> _Objective_
Each entry has to be copied exactly, with nothing missed.

> _Records_
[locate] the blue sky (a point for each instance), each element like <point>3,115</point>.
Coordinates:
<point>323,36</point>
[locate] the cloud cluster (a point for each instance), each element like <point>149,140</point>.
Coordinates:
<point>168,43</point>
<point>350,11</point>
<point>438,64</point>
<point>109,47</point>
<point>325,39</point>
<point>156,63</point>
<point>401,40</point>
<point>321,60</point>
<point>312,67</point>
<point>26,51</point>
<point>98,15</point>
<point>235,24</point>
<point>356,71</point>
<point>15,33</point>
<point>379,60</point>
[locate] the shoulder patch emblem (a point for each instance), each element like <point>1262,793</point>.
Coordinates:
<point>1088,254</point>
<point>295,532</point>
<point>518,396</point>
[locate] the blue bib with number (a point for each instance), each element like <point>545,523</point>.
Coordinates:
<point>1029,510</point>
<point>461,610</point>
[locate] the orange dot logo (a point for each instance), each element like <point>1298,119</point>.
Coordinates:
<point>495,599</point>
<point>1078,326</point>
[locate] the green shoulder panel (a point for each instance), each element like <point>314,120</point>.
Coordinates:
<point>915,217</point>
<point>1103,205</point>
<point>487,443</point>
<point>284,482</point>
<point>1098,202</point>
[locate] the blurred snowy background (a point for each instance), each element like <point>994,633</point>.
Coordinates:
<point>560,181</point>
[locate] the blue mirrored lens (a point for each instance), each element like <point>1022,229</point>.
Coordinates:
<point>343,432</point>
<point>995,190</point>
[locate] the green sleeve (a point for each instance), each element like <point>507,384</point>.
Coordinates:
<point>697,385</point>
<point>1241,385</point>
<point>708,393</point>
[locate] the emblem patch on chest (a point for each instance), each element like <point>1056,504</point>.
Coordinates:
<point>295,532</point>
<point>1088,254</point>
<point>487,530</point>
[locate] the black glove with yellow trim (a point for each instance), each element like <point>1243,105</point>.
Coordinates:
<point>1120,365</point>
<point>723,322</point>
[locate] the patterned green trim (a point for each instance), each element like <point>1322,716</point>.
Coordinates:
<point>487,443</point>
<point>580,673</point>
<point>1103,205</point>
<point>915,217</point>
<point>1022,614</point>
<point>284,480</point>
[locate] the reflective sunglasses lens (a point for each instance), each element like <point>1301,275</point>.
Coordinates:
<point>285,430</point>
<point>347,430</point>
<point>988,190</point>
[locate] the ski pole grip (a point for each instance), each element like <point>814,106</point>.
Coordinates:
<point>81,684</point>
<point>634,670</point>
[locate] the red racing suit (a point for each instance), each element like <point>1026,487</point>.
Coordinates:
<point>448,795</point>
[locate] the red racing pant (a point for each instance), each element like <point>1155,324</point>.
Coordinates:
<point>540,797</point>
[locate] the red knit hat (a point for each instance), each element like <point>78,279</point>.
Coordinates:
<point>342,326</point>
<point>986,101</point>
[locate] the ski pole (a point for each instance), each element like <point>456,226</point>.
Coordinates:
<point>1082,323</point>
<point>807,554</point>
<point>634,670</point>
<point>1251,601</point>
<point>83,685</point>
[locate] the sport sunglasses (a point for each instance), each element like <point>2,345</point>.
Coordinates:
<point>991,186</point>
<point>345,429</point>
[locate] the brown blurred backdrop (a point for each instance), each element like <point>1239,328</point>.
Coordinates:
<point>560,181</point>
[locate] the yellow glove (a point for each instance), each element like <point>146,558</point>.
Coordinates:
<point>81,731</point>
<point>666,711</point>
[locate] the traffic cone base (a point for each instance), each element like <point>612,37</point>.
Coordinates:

> _Completed exercise_
[locate] the blue sky (a point for each instance), each element like <point>3,115</point>.
Coordinates:
<point>323,36</point>
[locate] the cloud cluster (a point for each instance), each element like <point>149,140</point>.
Coordinates:
<point>168,43</point>
<point>350,11</point>
<point>438,64</point>
<point>109,47</point>
<point>325,39</point>
<point>156,63</point>
<point>401,40</point>
<point>321,60</point>
<point>312,67</point>
<point>26,51</point>
<point>98,15</point>
<point>235,24</point>
<point>356,71</point>
<point>15,33</point>
<point>379,60</point>
[locate] the shoulder patch emblem (a point for each instance), each element like <point>1262,793</point>.
Coordinates:
<point>1088,254</point>
<point>295,532</point>
<point>518,396</point>
[locate] the blue bib with number (a point for each instance), each element like <point>545,523</point>.
Coordinates:
<point>1029,510</point>
<point>461,610</point>
[locate] the orange dot logo (a point for each instance), each element like <point>1298,119</point>.
Coordinates:
<point>495,599</point>
<point>1078,326</point>
[locate] the green shoulder panel (a point for each instance), each element like <point>314,120</point>.
Coordinates:
<point>915,217</point>
<point>1103,205</point>
<point>487,443</point>
<point>284,482</point>
<point>1098,202</point>
[locate] the blurred snowy background (a point for each instance), each element like <point>994,633</point>.
Coordinates:
<point>560,181</point>
[locate] the blue mirrored lens (a point for each instance), each element like <point>1022,229</point>.
Coordinates:
<point>343,432</point>
<point>995,190</point>
[locate] the green sleeve (a point for each instance), each element like <point>507,384</point>.
Coordinates:
<point>697,385</point>
<point>1241,385</point>
<point>708,393</point>
[locate] the emblem patch on chest (a point for each instance), each element like <point>1056,504</point>.
Coordinates:
<point>295,532</point>
<point>1088,254</point>
<point>487,530</point>
[locate] the black glove with yellow trim (a point for each instance), each element like <point>1243,105</point>.
Coordinates:
<point>1120,365</point>
<point>723,322</point>
[locate] the patterned green trim (a point for each instance), each element like <point>1322,716</point>.
Coordinates:
<point>487,443</point>
<point>580,673</point>
<point>1103,205</point>
<point>915,217</point>
<point>1022,614</point>
<point>284,480</point>
[locate] the reflective sunglasses lens (a point for each instance), each element like <point>1301,275</point>.
Coordinates:
<point>285,430</point>
<point>347,430</point>
<point>988,190</point>
[locate] the ski pole grip (a point for each instance), each element like <point>814,106</point>.
Coordinates:
<point>81,684</point>
<point>634,670</point>
[locate] the red racing suit (a point for each instance), each element like <point>1026,487</point>.
Coordinates:
<point>448,795</point>
[locate] the red racing pant (a point for each instance), each element like <point>1155,324</point>.
Coordinates:
<point>540,797</point>
[locate] the red knit hat (a point for each instance), each element like <point>78,279</point>.
Coordinates:
<point>342,326</point>
<point>986,101</point>
[locate] the ski pole (a point for each instance), each element like <point>456,226</point>.
Coordinates:
<point>1082,323</point>
<point>807,554</point>
<point>634,670</point>
<point>1251,601</point>
<point>83,685</point>
[locate] the sport sunglasses (a point for each instance), each element like <point>2,345</point>.
Coordinates:
<point>991,186</point>
<point>345,429</point>
[locate] the brown blurred backdrop (a point for each instance), each element like <point>1239,328</point>.
Coordinates:
<point>560,181</point>
[locate] the yellow glove (a point for each instance), each element like <point>146,558</point>.
Coordinates:
<point>81,731</point>
<point>666,711</point>
[locate] the traffic cone base (a point for each instance), each element like <point>612,37</point>.
Coordinates:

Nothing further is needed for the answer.